■ **Written task 1**: In the Tweed Courthouse article, copy the part that begins at the words "The Tweed Courthouse, otherwise" and stops after "as the eldest.", renaming "Tammany Hall" to "Tammany Society" wherever it occurs.
■ **Written task 2**: According to the Tweed Courthouse article, on which street was William M. Tweed born?

■ **Quoted passage**:
********
Tweed Courthouse

Posted by blogger in NY Ghosts
Tweed Courthouse - Photo

The Tweed Courthouse, otherwise known as the Old New York County Courthouse, is New York’s historic courthouse located at 52 Chambers Street in the midst of Manhattan. It was built in the typical Italiante-style as most courthouses are. William M ‘Boss’ Tweed, the corrupt leader of Tammany Hall and political machine that controlled the New York state governments, oversaw the building’s construction. The Tweed Courthouse served as a judicial building for New York County and is the second-oldest building in the borough, with City Hall as the eldest.

 

 

The building itself has pavilions to the east and west with a large central section and a wing off the south side. It was designed by two of New York’s most prominent architects, John Kellum and Leopold Elditz. The first part of the courthouse was originally constructed from 1861 to 1872. In December of 1861, John Kellum won the commission to build the ‘New County Courthouse.’ He designed it with a rusticated basement, Corinthian-style pillars, and a dome that was never actually built. On the interior, Kellum created classical-style courtrooms and offices and the first two floors of the rotunda. Construction stopped for a brief period when architect John Kellum passed away. After Kellum’s death, Elditz strayed from Kellum’s classical style and incorporated Romanesque architecture, including richly carved stonework. The Tweed Courthouse is now on the Register of Historic Places and is even registered as a historical landmark. With the passing of John Kellum, the building’s corruption was finally brought to the light. The media criticized the project, calling it wasteful and gaudy.

 

Who Was William M. Tweed?

 

William Magear Tweed or Boss Tweed was a politician most notable for being the ‘boss’ of Tammany Hall, the democratic political party machine that played an immense role in 19th-century New York. At the height of his influence, Tweed was the third-largest landowner in New York City, an Erie Railroad director, a director at Tenth National Bank, as well as a proprietor of the Metropolitan Hotel. Tweed had his hands in everything, raking money in left and right from all of his business ventures. One can’t forget to mention that he also had holdings in stocks of iron mines and gas companies. The list goes on and on.

 

 

Born on Cherry Street on the Lower East Side of Manhattan, Tweed was the son of a third-generation Scottish immigrant. Later in his life, he studied to become a bookkeeper and even started work in his family’s chair-making business. Tweed became a member of the Odd Fellows and Masons and enlisted as a volunteer firefighter in 1848. Back then, the competition was so fierce between groups of volunteer firefighters that sometimes burning buildings would go ignored while the firemen fought on another instead. Tweed soon became known for his violence and was elected the foreman of his firefighting company, Big Six. Pressure from the chief got him thrown out of the crew, but a stroke of good luck hit Tweed when some Democratic politicians who ran the Seventh Ward took notice of his exploits. The Seventh Ward and its members put Tweed up for the position of Alderman in 1850 when he was just 26 years old. He lost that year but won the next and soon after became associated with the ‘Forty Thieves,’ the aldermen and assistant aldermen group who were known as some of the most corrupt politicians in the city’s history. Tweed was elected to the United States House of Representatives in 1852 and the New York County Board of Supervisors in 1858, the same year that he became head of the Tammany Hall. Tweed began to rise in power and was able to appoint his Tammany Hall men to every public office that opened, basically ensuring his continued control. He and a few other members started to bend the books, stealing money from city projects such as the Tweed Courthouse itself.
********
[Point annotation dataset records]
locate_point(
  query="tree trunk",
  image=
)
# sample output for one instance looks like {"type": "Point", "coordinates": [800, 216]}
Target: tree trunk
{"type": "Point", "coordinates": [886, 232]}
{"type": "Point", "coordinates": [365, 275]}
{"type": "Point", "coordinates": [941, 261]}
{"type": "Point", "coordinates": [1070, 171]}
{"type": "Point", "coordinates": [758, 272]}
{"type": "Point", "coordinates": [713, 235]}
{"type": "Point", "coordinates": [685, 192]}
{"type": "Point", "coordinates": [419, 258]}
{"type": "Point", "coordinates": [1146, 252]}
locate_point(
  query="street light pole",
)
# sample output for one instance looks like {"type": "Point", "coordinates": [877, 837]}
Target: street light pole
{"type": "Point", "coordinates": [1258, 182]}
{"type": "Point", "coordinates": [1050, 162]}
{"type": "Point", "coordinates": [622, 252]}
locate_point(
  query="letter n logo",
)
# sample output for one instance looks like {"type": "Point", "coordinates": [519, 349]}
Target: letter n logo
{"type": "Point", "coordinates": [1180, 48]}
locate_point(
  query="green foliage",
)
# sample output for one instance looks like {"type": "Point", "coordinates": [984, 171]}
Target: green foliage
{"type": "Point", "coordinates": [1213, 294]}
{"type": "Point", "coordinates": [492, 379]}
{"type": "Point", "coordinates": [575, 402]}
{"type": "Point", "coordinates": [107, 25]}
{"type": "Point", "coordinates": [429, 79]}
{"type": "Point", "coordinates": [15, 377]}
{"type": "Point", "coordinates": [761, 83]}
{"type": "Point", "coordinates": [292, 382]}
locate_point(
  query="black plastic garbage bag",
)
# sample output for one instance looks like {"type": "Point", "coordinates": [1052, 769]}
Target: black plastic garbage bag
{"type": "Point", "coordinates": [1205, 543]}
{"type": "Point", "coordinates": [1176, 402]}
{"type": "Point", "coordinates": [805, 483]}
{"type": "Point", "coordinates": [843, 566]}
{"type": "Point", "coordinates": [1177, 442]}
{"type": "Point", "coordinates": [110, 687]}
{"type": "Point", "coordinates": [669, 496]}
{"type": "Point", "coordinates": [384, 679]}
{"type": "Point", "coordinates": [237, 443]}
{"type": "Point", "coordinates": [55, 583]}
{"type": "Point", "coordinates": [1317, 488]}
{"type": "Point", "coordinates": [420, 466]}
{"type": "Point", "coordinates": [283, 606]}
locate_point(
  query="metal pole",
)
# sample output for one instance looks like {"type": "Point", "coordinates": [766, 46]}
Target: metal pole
********
■ **Final result 1**:
The Tweed Courthouse, otherwise known as the Old New York County Courthouse, is New York’s historic courthouse located at 52 Chambers Street in the midst of Manhattan. It was built in the typical Italiante-style as most courthouses are. William M ‘Boss’ Tweed, the corrupt leader of Tammany Society and political machine that controlled the New York state governments, oversaw the building’s construction. The Tweed Courthouse served as a judicial building for New York County and is the second-oldest building in the borough, with City Hall as the eldest.

■ **Final result 2**: Cherry Street, on the Lower East Side of Manhattan.